'Keeping up with the Joneses' could increase suicide risk: report
As good consumers, we are taught never to live beyond our means, for that is how all financial misery will begin.
But then, in many ways doing so is the only way we can get that jacket, that car, that condo in the sky. Spending more than we should, then figuring it out later, is a disease caused by the modern marketplace. It’s affected us all.
Hardship is sure to follow such fiscal imprudence, though maybe the consequences can stretch much further than debt.
Perhaps keeping up with the Joneses can in fact boost your risk of suicide, too.
Research from the San Francisco Federal Reserve sheds an imposing light on what overspending can lead to, and the results aren’t pretty.
*Bing: How not to overspend
In its paper called “Relative Status and Well-Being: Evidence from U.S. Suicide Deaths,” the Reserve was able to find a link between financial overextension and risk of suicide.
Ultimately, the paper’s chief finding is this: lower-income earners may increase their chance of suicide if they move to higher-income communities.
“Low-income individuals who lay down roots in wealthier communities are essentially setting themselves up for disaster,” notes Business Insider’s Mandi Woodruff. “Not only do they have less cash to afford a higher cost of living … but they’re basically living inside of the wealth gap. That all leads to an increased risk for suicide.”

## [Problem 1]
According to the overspending article, which institution conducted the research on overspending and suicide risk?
## [Problem 2]
Summarize the overspending article in two sentences.
## [Problem 3]
List the things the overspending article names as purchases people overspend to get.
The records after this point are separate material, apart from the overspending article.

## [Records supplied]
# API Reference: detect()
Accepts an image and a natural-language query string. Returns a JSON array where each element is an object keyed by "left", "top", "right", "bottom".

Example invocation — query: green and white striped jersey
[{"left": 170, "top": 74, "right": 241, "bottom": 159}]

---

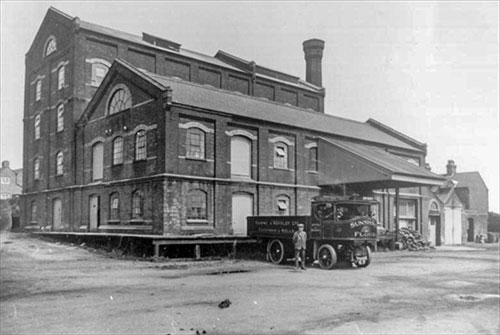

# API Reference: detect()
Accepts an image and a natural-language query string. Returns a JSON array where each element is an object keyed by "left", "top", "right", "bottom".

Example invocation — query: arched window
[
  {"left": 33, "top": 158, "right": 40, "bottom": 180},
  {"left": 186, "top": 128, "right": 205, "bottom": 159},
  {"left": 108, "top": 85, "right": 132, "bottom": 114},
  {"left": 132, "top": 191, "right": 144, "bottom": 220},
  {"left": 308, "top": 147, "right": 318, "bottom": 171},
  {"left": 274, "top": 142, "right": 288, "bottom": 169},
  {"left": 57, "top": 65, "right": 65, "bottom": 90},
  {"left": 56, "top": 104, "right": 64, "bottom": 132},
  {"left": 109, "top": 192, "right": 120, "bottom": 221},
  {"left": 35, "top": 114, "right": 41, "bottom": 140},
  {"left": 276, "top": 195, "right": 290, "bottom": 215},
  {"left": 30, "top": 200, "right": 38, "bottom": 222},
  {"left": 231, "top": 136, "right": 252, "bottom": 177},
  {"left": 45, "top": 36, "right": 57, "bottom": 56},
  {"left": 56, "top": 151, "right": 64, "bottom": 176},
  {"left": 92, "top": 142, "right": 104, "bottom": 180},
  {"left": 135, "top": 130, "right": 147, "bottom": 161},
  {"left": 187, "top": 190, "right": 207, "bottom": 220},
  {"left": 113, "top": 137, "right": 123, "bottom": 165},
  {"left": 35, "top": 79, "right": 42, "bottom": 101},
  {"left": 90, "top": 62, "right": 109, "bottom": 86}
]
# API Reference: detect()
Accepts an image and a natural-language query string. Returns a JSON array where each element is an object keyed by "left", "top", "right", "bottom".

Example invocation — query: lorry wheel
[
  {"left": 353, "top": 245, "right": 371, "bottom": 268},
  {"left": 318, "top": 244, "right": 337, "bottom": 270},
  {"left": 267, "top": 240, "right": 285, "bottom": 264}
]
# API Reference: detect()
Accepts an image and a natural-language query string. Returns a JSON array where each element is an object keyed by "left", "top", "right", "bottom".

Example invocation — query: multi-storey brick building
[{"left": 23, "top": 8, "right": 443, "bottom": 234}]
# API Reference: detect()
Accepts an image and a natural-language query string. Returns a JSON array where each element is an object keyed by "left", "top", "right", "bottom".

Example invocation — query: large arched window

## [Task solution 1]
The San Francisco Federal Reserve.

## [Task solution 2]
Living beyond one's means to keep up with others may carry consequences beyond debt, possibly including a higher risk of suicide. A San Francisco Federal Reserve paper linked financial overextension to suicide risk and found that lower-income earners may raise their chance of suicide by moving to higher-income communities.

## [Task solution 3]
A jacket, a car, a condo in the sky